• **BRIEF 1**: Show every line of the rows below that contains the word "yellow".

• **SELECTED TEXT**:
Cuban officials say the grumblings are to be expected, since taxation is one thing Cubans in the revolutionary era learned happily to live without.
"When I hear people say they won't be able to make it with these taxes, I chuckle," says Silvio Gutierrez Perez, head of the Finance Ministry's taxpayer-assistance department. "It's just that this is new, but people will get used to it - and they'll pay it, because they're making money."
Still, Mr. Gutierrez acknowledges that the Cuban state has an interest in seeing some of today's self-employment wither away, and he predicts that will happen "as the state strengthens and is able to make state-based employment more attractive again."
He predicts many private restaurants will close and most of the private taxi operators will fail as the government is able to offer cheaper, high-quality food to state restaurants and subsidized gasoline to state taxi companies.
Lazaro Cordero, a self-employed Havana taxi driver, says this is already happening, and it troubles and perplexes him.
"People were starting to earn a little money by making churros and selling them on the street," he says, referring to the crispy donut-like pastry found in most Latin countries.
"So what does the government do? They distribute 200 churro machines to state employees, and now they can sell their churros cheaper because the state supplies their dough and other materials. The private guy can't compete and is put out of business.
"The government needs to accept that we now have a private economy along side the state-run one," Mr. Cordero says.

• **ENTRIES PROVIDED**:
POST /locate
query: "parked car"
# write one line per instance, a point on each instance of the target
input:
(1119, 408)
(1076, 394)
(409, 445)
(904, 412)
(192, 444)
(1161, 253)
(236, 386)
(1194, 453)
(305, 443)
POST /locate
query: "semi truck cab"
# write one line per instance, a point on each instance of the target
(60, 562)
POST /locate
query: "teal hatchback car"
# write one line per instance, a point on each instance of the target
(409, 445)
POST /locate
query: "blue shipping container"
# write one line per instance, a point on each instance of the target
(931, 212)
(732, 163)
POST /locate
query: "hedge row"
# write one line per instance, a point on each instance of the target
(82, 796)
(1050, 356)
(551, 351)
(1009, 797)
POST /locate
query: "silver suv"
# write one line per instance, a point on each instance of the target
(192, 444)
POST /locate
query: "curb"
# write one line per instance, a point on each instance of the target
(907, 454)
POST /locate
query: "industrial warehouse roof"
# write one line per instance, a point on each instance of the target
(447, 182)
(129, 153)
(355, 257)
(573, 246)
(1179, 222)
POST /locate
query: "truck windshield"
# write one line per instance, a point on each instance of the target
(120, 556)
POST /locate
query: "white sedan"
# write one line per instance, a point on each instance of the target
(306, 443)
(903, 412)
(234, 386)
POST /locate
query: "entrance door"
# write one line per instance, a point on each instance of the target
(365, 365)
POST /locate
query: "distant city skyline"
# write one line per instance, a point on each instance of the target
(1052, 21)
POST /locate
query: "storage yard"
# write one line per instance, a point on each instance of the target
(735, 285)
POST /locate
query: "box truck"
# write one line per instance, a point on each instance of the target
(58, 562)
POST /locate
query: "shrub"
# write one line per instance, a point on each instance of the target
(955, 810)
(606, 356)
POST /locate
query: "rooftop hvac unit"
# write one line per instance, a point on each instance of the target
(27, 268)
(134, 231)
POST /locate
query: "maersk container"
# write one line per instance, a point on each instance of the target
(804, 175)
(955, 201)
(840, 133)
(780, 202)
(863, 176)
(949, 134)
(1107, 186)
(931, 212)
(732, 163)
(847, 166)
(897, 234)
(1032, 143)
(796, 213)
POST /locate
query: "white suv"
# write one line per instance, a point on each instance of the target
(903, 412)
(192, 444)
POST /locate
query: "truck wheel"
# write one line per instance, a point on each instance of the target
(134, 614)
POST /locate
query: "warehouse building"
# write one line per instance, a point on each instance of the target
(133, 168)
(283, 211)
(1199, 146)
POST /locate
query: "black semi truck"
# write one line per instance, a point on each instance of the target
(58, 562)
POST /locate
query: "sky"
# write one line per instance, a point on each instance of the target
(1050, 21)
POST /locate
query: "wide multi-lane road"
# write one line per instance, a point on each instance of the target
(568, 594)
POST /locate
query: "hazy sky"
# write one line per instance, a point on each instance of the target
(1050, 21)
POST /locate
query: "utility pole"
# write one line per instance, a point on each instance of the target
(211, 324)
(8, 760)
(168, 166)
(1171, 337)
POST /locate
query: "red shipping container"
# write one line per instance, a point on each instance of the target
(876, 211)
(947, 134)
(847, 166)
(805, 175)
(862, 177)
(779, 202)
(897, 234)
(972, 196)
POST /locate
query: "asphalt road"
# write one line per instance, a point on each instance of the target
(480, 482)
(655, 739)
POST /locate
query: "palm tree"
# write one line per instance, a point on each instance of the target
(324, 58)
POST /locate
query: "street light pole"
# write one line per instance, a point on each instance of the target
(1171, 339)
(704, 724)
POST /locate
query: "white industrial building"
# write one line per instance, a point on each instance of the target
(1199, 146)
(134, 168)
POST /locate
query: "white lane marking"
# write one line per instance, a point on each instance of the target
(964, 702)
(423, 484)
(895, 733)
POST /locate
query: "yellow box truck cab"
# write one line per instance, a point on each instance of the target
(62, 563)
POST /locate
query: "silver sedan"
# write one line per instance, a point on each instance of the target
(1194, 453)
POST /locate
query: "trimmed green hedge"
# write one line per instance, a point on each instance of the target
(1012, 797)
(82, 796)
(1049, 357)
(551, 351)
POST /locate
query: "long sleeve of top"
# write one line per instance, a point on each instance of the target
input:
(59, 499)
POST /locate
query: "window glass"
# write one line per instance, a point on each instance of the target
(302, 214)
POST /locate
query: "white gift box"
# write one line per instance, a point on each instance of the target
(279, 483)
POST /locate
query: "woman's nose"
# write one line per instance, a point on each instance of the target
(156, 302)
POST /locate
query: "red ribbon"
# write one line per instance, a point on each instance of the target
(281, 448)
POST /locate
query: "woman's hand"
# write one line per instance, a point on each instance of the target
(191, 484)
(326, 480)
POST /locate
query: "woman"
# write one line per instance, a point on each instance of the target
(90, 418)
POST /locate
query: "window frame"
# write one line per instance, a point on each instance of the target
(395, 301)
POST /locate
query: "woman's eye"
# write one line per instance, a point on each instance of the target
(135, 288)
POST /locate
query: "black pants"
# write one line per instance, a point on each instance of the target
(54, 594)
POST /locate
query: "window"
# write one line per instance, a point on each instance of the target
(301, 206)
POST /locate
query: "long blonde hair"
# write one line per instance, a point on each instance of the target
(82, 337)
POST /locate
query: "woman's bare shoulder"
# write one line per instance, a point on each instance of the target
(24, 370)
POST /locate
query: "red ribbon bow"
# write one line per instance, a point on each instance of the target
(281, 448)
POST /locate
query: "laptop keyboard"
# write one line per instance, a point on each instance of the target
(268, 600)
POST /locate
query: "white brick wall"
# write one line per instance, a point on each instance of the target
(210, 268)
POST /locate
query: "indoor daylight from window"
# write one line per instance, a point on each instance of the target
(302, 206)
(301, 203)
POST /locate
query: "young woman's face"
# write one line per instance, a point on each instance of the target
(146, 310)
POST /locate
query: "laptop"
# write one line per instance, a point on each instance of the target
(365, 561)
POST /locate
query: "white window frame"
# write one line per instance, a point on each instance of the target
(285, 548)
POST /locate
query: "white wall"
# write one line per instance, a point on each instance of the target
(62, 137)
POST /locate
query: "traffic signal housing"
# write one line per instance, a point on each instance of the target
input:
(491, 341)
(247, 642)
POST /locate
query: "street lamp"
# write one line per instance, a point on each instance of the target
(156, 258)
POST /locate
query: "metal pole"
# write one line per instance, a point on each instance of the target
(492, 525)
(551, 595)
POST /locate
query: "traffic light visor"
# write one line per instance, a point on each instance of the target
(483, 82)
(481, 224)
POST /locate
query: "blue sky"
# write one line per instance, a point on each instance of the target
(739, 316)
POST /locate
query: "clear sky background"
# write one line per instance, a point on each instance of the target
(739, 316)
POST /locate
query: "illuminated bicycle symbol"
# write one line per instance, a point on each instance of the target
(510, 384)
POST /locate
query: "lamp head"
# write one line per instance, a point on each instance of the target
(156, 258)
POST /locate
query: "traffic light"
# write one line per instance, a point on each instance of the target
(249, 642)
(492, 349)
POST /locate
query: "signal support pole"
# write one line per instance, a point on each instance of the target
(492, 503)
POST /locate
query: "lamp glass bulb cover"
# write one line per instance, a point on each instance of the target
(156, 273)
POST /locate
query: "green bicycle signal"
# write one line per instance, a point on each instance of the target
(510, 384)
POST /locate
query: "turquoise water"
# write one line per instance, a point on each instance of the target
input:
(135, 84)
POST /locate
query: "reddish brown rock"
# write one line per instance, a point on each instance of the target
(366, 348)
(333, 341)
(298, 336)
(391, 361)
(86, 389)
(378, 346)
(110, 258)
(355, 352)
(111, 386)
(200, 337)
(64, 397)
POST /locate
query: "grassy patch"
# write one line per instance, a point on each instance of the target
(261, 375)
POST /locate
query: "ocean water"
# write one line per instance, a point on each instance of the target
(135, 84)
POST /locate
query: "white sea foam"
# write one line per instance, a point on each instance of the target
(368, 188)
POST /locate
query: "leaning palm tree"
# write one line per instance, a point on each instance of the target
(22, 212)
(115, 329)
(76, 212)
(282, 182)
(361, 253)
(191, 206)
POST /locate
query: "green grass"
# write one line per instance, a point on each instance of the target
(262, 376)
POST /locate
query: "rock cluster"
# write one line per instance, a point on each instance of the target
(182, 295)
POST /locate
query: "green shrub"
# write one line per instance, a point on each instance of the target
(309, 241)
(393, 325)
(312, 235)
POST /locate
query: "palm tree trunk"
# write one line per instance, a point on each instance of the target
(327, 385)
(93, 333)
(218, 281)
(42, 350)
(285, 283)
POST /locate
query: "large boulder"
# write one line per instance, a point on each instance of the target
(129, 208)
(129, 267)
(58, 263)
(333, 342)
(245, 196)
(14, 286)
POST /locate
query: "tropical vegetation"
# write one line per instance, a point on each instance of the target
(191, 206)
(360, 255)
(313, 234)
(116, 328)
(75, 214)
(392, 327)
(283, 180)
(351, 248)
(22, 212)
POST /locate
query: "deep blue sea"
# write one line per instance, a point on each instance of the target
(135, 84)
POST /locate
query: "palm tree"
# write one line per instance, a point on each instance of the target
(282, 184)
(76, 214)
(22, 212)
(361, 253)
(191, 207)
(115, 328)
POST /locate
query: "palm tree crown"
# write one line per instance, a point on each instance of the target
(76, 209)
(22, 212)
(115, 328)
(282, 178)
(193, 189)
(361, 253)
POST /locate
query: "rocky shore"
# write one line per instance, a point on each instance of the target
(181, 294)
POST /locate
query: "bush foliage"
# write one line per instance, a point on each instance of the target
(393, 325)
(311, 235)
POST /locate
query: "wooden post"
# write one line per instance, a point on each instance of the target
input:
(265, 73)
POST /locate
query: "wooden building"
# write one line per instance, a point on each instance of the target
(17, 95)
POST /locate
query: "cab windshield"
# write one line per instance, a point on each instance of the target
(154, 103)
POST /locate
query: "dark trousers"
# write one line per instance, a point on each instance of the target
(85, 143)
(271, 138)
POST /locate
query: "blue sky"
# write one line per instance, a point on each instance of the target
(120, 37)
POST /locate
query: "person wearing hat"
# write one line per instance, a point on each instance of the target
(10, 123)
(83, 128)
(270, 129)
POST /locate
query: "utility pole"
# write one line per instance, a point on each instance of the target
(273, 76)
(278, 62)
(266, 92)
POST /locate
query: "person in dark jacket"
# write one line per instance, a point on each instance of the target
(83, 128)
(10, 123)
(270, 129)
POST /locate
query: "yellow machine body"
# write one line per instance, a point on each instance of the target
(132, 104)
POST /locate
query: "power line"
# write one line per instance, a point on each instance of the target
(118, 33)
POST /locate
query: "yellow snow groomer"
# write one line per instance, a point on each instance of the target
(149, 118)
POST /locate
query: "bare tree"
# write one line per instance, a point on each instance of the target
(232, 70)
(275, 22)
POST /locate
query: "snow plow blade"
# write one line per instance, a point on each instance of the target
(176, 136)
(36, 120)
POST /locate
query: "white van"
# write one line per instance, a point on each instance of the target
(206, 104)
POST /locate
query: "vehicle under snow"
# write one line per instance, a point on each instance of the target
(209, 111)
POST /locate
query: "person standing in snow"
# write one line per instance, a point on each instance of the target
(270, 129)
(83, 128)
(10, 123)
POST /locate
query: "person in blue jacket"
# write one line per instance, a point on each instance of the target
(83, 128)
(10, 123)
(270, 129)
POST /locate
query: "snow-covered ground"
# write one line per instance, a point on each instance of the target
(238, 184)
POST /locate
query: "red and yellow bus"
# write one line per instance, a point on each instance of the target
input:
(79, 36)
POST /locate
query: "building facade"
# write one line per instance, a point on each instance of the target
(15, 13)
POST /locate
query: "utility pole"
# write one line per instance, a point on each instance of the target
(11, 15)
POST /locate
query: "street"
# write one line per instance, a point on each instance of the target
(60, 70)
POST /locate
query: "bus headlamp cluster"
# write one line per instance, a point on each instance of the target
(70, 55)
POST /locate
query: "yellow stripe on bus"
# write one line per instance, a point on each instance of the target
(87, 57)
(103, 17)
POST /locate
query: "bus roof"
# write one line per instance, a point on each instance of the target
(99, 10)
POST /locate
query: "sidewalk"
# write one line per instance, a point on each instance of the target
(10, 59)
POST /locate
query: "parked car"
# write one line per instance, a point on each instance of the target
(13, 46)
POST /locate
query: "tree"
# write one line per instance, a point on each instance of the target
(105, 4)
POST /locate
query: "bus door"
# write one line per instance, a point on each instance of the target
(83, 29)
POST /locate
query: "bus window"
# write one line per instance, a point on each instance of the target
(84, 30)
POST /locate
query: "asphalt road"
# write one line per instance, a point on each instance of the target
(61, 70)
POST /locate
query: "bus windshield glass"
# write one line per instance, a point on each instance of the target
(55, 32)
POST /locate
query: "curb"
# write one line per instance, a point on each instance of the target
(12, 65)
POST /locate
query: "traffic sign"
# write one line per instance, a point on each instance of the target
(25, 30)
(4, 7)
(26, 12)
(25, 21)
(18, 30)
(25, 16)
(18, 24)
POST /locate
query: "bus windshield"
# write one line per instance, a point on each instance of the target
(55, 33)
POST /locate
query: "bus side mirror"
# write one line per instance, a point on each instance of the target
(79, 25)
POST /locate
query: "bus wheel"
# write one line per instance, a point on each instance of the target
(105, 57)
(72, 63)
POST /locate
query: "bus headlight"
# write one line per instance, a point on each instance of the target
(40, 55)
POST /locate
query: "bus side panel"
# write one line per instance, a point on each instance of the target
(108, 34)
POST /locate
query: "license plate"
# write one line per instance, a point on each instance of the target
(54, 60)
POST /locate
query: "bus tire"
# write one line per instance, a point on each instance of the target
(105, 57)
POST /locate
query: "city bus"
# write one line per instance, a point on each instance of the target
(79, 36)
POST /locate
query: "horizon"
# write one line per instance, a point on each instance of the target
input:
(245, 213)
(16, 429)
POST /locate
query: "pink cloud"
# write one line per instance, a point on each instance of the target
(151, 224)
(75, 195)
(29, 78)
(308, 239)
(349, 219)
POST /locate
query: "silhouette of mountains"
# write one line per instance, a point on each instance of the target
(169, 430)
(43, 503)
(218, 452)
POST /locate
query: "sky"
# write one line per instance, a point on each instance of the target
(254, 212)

• **BRIEF 2**: List everything the passage on self-employment and taxation in Cuba says the state or government provides, or is able to offer, to state restaurants, state taxi companies, or state employees.

• **PROBLEM SOLUTION 1**:
query: "yellow box truck cab"
query: "yellow machine body"
query: "yellow snow groomer"
query: "red and yellow bus"
query: "yellow stripe on bus"

• **PROBLEM SOLUTION 2**:
- Cheaper, high-quality food (to state restaurants)
- Subsidized gasoline (to state taxi companies)
- 200 churro machines (to state employees)
- Dough and other materials (to the state employees selling churros)